Written problem:
Collect every line below that contains the word "washer", and copy each one in full.

Records provided:
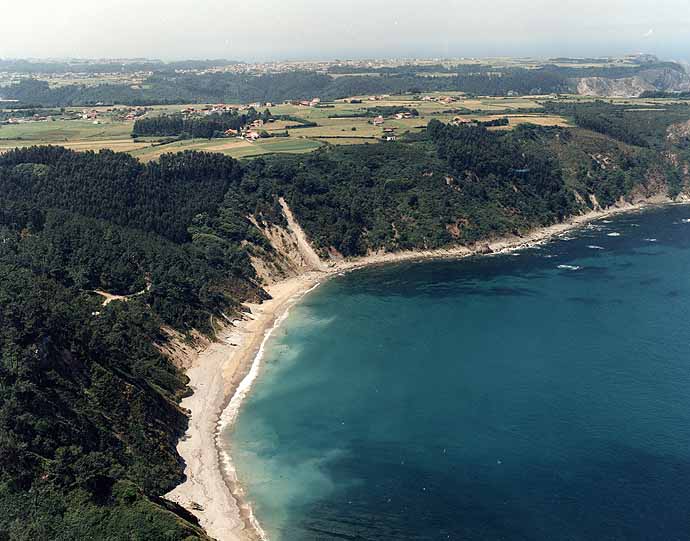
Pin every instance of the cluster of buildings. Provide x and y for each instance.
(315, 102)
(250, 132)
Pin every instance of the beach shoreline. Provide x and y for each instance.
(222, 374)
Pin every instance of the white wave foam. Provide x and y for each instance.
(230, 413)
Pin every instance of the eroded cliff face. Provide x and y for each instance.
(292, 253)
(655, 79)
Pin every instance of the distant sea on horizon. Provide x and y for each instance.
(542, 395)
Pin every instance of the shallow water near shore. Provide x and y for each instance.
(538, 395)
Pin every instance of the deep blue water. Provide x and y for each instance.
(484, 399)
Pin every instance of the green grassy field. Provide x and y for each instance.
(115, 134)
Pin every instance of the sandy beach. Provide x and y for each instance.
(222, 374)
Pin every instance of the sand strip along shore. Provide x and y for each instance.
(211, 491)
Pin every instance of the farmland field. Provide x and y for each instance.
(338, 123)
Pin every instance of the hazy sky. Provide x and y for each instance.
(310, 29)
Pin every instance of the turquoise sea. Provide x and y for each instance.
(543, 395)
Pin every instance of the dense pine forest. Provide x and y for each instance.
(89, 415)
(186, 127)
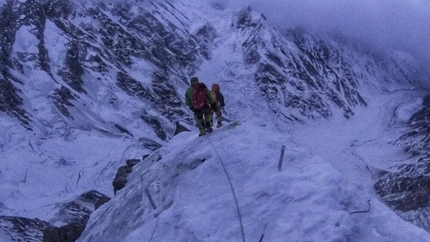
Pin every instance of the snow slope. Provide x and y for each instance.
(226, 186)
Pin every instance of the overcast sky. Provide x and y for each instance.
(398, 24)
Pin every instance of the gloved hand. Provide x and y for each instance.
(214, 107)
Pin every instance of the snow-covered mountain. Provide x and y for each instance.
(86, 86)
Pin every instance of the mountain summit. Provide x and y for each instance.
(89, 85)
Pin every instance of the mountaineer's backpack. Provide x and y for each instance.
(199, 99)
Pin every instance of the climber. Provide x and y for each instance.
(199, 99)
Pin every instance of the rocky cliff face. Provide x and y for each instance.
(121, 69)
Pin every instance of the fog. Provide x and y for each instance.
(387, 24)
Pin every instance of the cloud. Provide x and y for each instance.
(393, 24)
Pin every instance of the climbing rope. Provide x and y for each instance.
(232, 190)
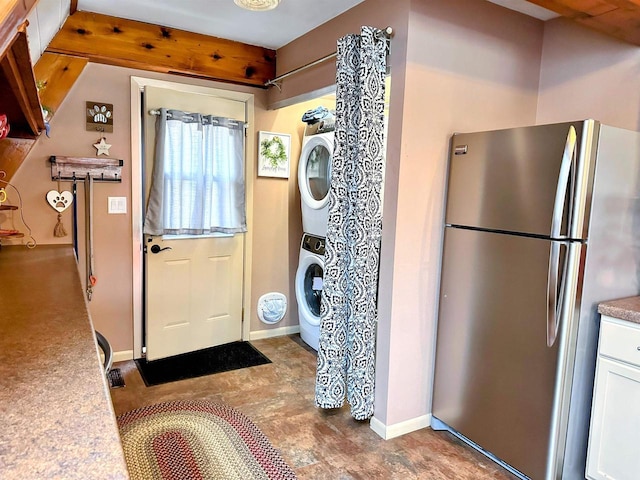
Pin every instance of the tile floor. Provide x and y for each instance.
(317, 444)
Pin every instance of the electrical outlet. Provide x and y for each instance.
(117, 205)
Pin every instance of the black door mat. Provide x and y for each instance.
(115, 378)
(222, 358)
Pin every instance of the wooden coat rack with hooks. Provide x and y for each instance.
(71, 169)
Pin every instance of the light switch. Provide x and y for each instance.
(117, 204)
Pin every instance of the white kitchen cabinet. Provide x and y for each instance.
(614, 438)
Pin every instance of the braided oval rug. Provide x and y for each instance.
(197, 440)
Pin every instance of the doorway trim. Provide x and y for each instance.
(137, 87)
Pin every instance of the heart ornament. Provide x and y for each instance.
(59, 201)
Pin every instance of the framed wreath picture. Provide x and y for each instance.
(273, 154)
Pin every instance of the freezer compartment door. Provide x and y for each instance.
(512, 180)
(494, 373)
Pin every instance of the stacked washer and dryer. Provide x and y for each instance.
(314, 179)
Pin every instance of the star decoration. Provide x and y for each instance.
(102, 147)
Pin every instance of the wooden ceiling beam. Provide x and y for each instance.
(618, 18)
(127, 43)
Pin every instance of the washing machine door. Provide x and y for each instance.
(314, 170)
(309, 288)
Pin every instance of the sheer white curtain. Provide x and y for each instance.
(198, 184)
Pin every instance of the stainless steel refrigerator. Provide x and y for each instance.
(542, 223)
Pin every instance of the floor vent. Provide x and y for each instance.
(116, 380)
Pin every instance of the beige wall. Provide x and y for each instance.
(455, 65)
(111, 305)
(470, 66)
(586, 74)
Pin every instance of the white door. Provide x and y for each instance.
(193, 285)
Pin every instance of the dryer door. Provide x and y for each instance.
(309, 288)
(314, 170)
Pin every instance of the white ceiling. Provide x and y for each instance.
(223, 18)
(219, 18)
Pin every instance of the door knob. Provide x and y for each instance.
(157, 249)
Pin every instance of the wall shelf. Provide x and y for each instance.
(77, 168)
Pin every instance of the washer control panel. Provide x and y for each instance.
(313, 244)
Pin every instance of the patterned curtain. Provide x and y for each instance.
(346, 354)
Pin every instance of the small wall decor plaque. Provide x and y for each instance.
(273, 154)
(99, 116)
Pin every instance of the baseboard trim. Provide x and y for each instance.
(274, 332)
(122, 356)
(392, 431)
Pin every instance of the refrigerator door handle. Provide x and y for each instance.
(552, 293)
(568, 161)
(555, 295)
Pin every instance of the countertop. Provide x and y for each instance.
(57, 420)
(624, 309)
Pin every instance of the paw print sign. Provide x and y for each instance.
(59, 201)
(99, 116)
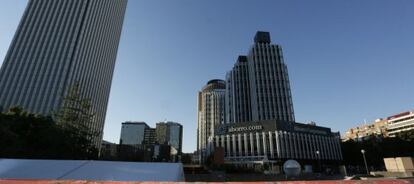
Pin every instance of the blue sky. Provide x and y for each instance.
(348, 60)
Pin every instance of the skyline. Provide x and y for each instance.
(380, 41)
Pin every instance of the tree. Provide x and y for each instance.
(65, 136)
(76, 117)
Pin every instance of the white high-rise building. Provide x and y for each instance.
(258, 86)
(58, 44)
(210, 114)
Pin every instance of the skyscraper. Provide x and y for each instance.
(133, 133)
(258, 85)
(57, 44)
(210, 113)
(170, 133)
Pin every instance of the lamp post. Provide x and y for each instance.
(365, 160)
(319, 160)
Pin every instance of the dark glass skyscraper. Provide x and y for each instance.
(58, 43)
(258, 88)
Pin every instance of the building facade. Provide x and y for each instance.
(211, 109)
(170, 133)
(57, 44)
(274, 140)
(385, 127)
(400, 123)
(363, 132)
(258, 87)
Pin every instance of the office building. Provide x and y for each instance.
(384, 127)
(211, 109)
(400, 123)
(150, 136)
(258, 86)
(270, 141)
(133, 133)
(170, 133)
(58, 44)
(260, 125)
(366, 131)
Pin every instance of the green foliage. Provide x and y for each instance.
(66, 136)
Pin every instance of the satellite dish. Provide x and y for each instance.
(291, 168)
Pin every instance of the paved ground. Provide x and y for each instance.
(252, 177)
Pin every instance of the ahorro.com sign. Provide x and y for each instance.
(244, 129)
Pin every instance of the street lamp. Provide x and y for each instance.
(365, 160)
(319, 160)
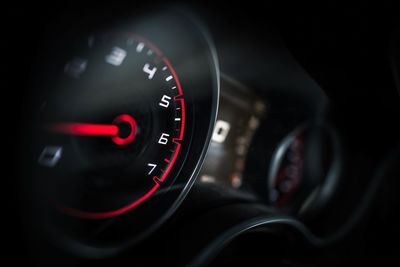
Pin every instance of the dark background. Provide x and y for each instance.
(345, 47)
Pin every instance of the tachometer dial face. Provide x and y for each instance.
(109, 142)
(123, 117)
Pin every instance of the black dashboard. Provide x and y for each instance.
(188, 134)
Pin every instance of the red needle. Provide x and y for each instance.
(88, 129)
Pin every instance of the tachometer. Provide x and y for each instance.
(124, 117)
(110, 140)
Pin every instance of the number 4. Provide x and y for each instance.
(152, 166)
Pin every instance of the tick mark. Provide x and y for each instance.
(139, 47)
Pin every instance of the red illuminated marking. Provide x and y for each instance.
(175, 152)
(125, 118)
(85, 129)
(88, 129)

...

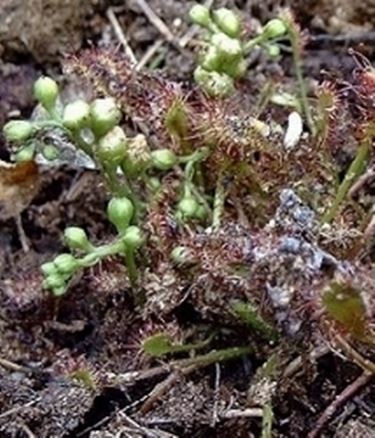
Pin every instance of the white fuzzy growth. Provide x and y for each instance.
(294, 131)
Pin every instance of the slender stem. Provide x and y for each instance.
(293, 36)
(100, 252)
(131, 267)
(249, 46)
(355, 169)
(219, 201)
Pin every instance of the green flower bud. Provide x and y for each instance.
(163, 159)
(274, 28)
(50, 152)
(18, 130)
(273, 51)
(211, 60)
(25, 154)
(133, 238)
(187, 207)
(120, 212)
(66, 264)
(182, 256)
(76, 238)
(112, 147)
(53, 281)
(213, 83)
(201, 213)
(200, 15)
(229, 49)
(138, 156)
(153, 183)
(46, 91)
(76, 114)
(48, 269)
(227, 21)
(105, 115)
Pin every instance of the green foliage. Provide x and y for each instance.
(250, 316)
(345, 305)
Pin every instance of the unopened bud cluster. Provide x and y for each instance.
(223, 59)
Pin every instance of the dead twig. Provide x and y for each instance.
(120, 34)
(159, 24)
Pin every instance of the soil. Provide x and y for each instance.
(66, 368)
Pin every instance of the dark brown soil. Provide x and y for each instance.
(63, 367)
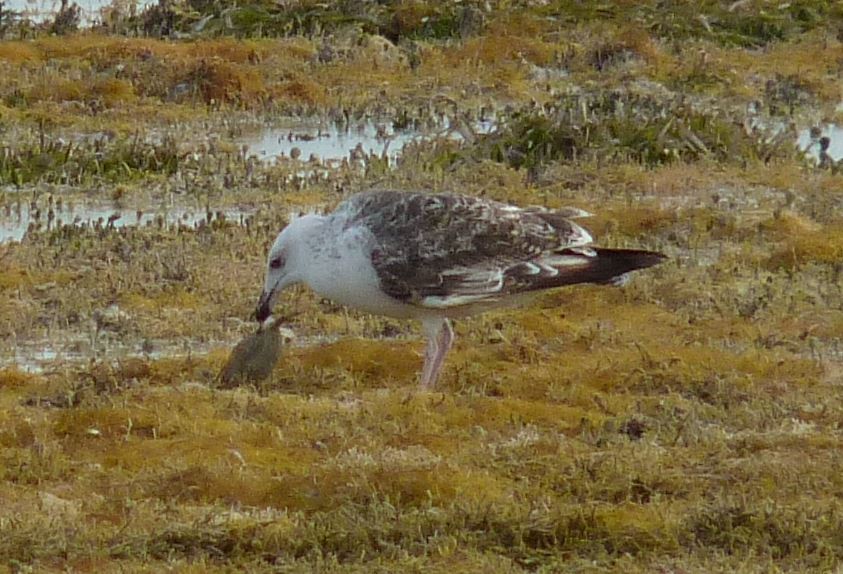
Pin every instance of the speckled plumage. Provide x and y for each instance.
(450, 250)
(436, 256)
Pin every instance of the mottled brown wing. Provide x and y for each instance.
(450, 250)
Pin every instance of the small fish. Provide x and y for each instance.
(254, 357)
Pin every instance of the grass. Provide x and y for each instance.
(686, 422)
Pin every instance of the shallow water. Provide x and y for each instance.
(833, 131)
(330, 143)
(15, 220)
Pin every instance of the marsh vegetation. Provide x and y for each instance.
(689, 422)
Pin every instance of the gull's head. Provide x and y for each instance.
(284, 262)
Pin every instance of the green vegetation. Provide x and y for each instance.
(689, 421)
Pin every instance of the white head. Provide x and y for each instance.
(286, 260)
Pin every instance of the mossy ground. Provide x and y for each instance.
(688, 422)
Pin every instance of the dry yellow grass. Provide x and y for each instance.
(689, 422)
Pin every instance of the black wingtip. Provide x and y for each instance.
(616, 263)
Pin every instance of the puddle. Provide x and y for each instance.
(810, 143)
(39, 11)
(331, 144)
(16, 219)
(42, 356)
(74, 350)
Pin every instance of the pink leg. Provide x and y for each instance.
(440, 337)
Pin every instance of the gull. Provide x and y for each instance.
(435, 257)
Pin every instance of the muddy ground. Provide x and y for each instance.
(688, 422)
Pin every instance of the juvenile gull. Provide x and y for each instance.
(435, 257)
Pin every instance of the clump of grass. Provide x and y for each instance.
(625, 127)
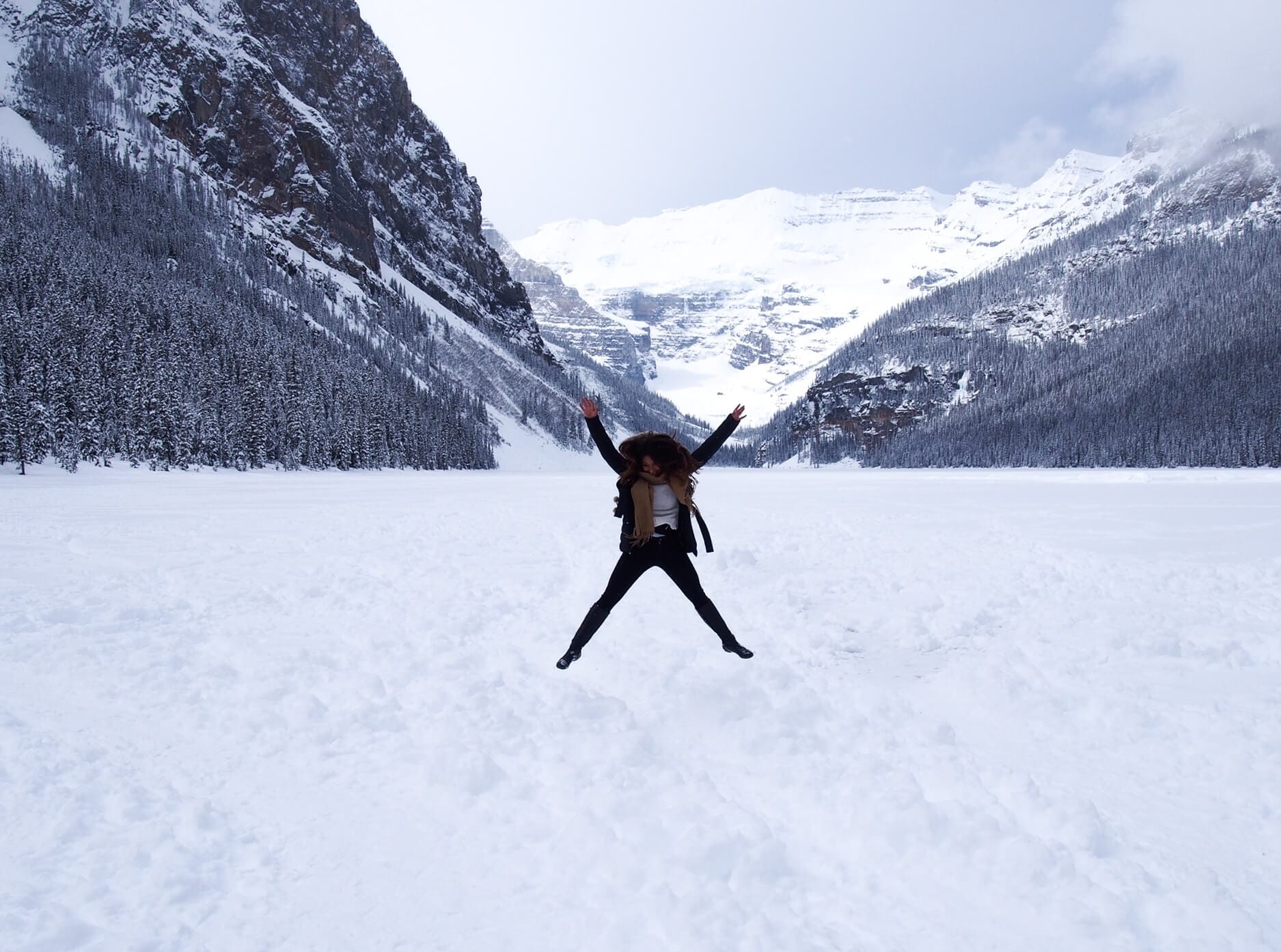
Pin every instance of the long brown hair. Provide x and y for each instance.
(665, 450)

Expected answer:
Pin every instance of the stacked washer and dryer. Provide x and y for each instance.
Pin every instance of the washer control panel. Provide x and y for each instance.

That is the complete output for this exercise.